▶ [Fragmento seleccionado]:
★ ★ ★ ★ ★
Kurtz en el Kremlin

Luego del número 341 de El Cultural, esta segunda entrega sobre el tema “De las letras a la guerra” responde a la devastación intensificada desde entonces por los designios de Vladímir Putin. Hoy ningún indicio apunta al final de los ataques contra Ucrania, y esa amenaza cumplida amaga al resto del mundo de maneras imprevisibles. Ante este panorama, convocamos de nuevo a la escritora barcelonesa y notable eslavista Marta Rebón, cuyo nuevo libro, El complejo de Caín. El “ser o no ser” de Ucrania bajo la sombra de Rusia (Ediciones Destino), comienza a circular en los primeros días de junio.

Kurtz en el Kremlin
Kurtz en el Kremlin Foto: Wilfried Pohnke/ pixabay.com

Por fin entiendo la utilidad del poder. El poder brinda una oportunidad a lo imposible. A partir de hoy y en lo sucesivo, mi libertad dejará de tener límites.

ALBERT CAMUS, CALÍGULA

Después de la primera fase de descolonización, que abarca la antigua URSS, empieza la segunda fase: la descolonización de la Federación Rusa.
★ ★ ★ ★ ★
(Fragmentos de datos de etiquetado de ubicaciones)
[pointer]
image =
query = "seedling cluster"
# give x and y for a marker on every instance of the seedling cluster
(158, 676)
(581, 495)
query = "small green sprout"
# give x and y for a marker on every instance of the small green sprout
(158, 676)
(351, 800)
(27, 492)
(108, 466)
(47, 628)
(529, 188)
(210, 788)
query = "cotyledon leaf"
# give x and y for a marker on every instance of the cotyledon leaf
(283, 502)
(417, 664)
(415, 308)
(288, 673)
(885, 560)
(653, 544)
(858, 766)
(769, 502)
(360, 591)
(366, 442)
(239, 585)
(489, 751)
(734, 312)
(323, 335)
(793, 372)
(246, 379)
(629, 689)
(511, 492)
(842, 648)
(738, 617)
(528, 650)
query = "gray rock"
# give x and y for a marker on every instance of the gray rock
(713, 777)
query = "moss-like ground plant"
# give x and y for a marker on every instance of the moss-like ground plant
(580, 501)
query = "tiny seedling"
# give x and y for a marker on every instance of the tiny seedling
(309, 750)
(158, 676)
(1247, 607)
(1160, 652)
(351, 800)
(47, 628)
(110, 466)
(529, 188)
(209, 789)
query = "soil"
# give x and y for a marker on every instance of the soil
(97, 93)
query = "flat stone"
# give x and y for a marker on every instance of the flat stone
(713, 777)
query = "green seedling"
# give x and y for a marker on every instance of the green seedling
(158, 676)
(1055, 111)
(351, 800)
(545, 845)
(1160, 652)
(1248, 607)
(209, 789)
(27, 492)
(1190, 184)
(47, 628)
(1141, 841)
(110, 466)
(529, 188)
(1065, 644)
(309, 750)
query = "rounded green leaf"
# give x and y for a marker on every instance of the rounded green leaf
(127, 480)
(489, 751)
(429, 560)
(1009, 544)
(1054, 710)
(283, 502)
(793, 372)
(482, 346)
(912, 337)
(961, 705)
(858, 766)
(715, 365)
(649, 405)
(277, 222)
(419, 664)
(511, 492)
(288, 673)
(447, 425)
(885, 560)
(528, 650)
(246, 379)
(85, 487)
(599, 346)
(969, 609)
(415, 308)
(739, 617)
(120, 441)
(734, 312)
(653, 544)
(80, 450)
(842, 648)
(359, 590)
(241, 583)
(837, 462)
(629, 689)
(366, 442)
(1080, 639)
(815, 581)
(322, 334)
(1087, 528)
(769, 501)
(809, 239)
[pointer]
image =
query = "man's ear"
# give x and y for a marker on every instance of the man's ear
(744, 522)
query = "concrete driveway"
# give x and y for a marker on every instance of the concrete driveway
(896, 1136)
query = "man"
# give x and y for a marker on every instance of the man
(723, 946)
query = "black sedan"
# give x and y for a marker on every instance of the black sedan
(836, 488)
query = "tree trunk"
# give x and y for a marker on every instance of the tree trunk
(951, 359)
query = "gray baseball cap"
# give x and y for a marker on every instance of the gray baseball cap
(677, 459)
★ ★ ★ ★ ★
▶ [Requisitos del ejercicio]:
1. Localiza y copia todas las líneas de los registros que contienen la cadena "moss". Ten en cuenta las mayúsculas y minúsculas.
2. Escribe la parte siguiente del artículo sobre Putin y Ucrania, empezando justo después de su última oración.
El artículo sobre Putin y Ucrania y los registros proceden de fuentes distintas.

▶ [En respuesta]:
1.
query = "moss-like ground plant"
# give x and y for a marker on every instance of the moss-like ground plant

2.
RYSZARD KAPUSCINSKI, EL IMPERIO

“Me gustan los mapas porque mienten”. Cuando un verso como este lo compone un poeta de origen polaco, ese “mienten” adquiere ecos que atraviesan los siglos y resuena de un modo especial. Así empieza la última estrofa de uno de los poemas póstumos de Wisława Szymborska que, con su sobria ironía en la que siempre prima la singularidad del individuo, describe un mapa físico ajeno a la historia de violencia humana: “Fosas comunes y ruinas inesperadas / de eso nada en esta imagen”. ¡Qué alivio contemplar un mapa sólo dividido por el color de los elementos! El azul de océanos y lagos; el ocre de los desiertos; el blanco de las cimas montañosas o el verde de llanuras y bosques... Digo que es un alivio, porque por unos instantes nos permite descansar de la sintaxis de la frontera, que convierte la tierra firme en un mosaico artificial, cuyas líneas divisorias —cicatriz, grieta, trazo— son las marcas rapaces de nuestra forma de habitar el mundo. En los mapas políticos los colores de la naturaleza ceden a otros cuya única función es la de diferenciar Estados. “[Me gustan los mapas] porque despliegan en la mesa un mundo / que no es de este mundo”, concluye el poema.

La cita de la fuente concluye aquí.